▶ Exercise brief
Each line must appear in the answer exactly as it does in the data.

________

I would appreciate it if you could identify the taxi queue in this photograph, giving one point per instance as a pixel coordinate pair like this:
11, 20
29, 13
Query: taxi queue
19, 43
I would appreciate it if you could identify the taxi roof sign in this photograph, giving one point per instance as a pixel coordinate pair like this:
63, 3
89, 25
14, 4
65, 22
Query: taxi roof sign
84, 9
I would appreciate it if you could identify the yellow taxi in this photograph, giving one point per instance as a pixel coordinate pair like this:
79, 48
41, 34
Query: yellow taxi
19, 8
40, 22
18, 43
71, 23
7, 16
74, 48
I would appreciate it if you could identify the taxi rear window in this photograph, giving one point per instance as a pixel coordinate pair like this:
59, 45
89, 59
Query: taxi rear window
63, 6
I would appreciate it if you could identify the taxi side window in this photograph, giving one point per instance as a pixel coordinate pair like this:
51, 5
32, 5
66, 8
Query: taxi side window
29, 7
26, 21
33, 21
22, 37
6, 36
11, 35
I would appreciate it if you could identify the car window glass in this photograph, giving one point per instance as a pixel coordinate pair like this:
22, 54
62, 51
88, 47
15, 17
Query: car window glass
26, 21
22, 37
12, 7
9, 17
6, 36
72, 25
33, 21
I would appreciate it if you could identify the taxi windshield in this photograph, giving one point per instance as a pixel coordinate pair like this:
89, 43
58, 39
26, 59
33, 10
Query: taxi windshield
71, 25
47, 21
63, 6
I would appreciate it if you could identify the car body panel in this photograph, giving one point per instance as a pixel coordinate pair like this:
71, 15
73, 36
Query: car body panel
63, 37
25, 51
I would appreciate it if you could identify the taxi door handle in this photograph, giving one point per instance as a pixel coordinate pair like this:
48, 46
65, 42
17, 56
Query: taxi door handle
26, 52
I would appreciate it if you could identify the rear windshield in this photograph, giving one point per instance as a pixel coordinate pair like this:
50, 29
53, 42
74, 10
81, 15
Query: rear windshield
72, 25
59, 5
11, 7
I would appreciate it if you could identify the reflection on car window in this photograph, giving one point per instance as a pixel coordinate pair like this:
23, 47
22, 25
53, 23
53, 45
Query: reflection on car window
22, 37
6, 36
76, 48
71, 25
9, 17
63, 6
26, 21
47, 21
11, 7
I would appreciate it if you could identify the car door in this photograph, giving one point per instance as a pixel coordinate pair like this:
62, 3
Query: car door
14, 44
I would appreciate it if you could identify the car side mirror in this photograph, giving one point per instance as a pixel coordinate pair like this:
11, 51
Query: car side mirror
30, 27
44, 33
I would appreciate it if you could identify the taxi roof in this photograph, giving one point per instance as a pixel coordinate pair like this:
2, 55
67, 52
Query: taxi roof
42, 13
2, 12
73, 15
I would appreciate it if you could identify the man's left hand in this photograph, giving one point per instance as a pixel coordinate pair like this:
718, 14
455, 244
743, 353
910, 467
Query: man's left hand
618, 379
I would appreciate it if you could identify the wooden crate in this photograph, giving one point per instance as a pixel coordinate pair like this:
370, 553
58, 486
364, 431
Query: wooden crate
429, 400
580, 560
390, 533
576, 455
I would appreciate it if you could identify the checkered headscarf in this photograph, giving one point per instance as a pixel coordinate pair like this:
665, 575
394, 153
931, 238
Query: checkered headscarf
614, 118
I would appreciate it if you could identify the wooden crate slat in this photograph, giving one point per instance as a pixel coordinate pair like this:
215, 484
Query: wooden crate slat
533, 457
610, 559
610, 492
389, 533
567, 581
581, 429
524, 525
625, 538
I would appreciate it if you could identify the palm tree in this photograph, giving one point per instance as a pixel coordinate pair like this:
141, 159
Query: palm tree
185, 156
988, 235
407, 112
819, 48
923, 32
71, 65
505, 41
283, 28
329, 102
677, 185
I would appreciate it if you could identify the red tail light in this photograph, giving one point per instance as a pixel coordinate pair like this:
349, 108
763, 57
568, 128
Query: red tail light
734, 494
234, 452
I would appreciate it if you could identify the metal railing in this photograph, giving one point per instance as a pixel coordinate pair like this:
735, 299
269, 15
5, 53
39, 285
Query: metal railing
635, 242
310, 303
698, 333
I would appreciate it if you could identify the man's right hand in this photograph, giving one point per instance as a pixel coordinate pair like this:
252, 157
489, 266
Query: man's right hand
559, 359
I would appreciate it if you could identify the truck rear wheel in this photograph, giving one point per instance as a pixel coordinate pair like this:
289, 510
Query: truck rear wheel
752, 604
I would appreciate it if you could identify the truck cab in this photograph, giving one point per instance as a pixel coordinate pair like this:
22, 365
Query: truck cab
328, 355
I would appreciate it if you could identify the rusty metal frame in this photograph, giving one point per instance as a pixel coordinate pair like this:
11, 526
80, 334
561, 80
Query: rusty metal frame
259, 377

________

▶ Solution for this task
I would appreciate it if you could identify the taxi queue in this photograph, giving one point per instance as a pixel coordinate pair like this:
11, 20
29, 13
Query: taxi queue
19, 43
I would appreciate it if you could identify the taxi roof sign in this photograph, giving one point per instance as a pixel coordinate pair like this:
63, 3
89, 25
14, 4
65, 22
Query: taxi roof sign
84, 9
I would appreciate it if you could identify the yellow taxi in this photograph, giving one point per instance as a pixel coordinate pair like this:
79, 48
41, 34
Query: yellow taxi
19, 8
40, 22
18, 43
71, 23
7, 16
74, 48
I would appreciate it if you could identify the taxi rear window in this photograph, giving one point per instance as a pixel coordinate pair like this:
59, 45
89, 59
Query: taxi rear window
63, 6
I would appreciate it if you could identify the taxi side window in this photograph, giving one point per instance as a pixel coordinate pair like this:
51, 5
32, 5
66, 8
Query: taxi side window
29, 7
26, 21
33, 21
22, 37
6, 36
11, 35
I would appreciate it if you could identify the car window glass in this photograph, giving one point per instance as a pixel coordinate pair like this:
22, 54
62, 51
88, 47
15, 17
Query: car window glass
26, 21
22, 37
12, 7
9, 17
6, 36
72, 25
33, 21
I would appreciate it if you could identify the taxi windshield in this photograph, giving one point per instance as a pixel coordinate pair like this:
89, 43
58, 39
26, 59
33, 10
Query: taxi windshield
71, 25
47, 21
63, 6
I would appreciate it if you could identify the car body panel in this photograph, giving one point per instance as a pixel coordinate pair like this:
71, 15
73, 36
Query: car body panel
63, 37
25, 51
I would appreciate it if you could identify the taxi door handle in this photograph, giving one point per instance as a pixel coordinate pair like this:
48, 46
65, 42
17, 56
Query: taxi door handle
26, 52
I would appreciate it if you could identify the rear windshield in this photograph, giving one point per instance as a pixel coordinate pair like this:
50, 29
53, 42
74, 10
81, 15
Query: rear windshield
72, 25
59, 5
11, 7
I would appreciate it if you could identify the reflection on car window in this photograph, giving one point per instance as a pixel coordinate pair like this:
23, 47
22, 25
53, 23
53, 45
Query: reflection on car window
22, 37
6, 36
76, 48
71, 25
9, 17
63, 6
26, 21
47, 21
11, 7
I would appreciate it if you could identify the car door in this photograph, giving one point per instance as a pixel coordinate pair like this:
62, 3
Query: car door
14, 44
I would appreciate it if you could identify the car side mirror in this photograph, giving one point per instance as a pixel coordinate pair like this:
11, 51
Query: car side mirror
30, 27
44, 33
I would appreciate it if you could identify the taxi roof in this photograph, giving one point per instance as a pixel coordinate pair like this:
2, 55
67, 52
Query: taxi roof
42, 13
2, 12
73, 15
I would appreciate it if you could identify the man's left hand in this photograph, giving one point per instance as a pixel coordinate pair like this:
718, 14
455, 244
743, 353
910, 467
Query: man's left hand
618, 379
I would appreciate it if you could identify the wooden crate in this photograph, giving one point per instance as a pixel coordinate pair like this:
370, 553
58, 486
364, 431
Query: wooden crate
429, 400
580, 560
390, 533
576, 455
I would appreciate it if you could identify the checkered headscarf in this photograph, giving one point per instance as a pixel coordinate pair like this:
665, 575
394, 153
931, 238
Query: checkered headscarf
614, 118
I would appreciate it if you could identify the wooden crate slat in this photograph, giving one point per instance as a pixel coordinate pair like this:
215, 484
Query: wooden crate slat
533, 457
610, 559
610, 492
389, 533
567, 581
581, 429
524, 525
625, 538
I would appreciate it if you could identify the palm tree in this photograph, giving one point per instance as a pixel coordinate pair like this:
141, 159
Query: palm tree
185, 156
988, 235
407, 112
819, 48
923, 32
71, 65
505, 41
283, 28
329, 102
677, 185
I would appreciate it if you could identify the red tail light in this photograph, giving one point per instance as a pixel coordinate pair like this:
349, 108
763, 57
568, 128
Query: red tail light
734, 494
234, 452
I would appreciate it if you could identify the metal railing in this photograph, giving one point per instance as a pixel coordinate pair like this:
735, 299
269, 15
5, 53
39, 285
Query: metal railing
635, 242
310, 303
698, 333
I would appreciate it if you could identify the man's right hand in this photograph, giving one point per instance as a pixel coordinate pair like this:
252, 157
489, 266
Query: man's right hand
559, 359
I would appreciate it if you could identify the truck rear wheel in this photograph, giving one point per instance as a pixel coordinate pair like this:
289, 510
Query: truck rear wheel
752, 604
I would appreciate it if you could identify the truck cab in this photograph, giving one point per instance as a pixel coordinate pair like this:
22, 365
Query: truck cab
328, 355
I would appreciate it if you could identify the rusty metal frame in this photograph, giving one point per instance as a pixel coordinate pair like this:
11, 526
80, 334
561, 80
Query: rusty metal frame
259, 377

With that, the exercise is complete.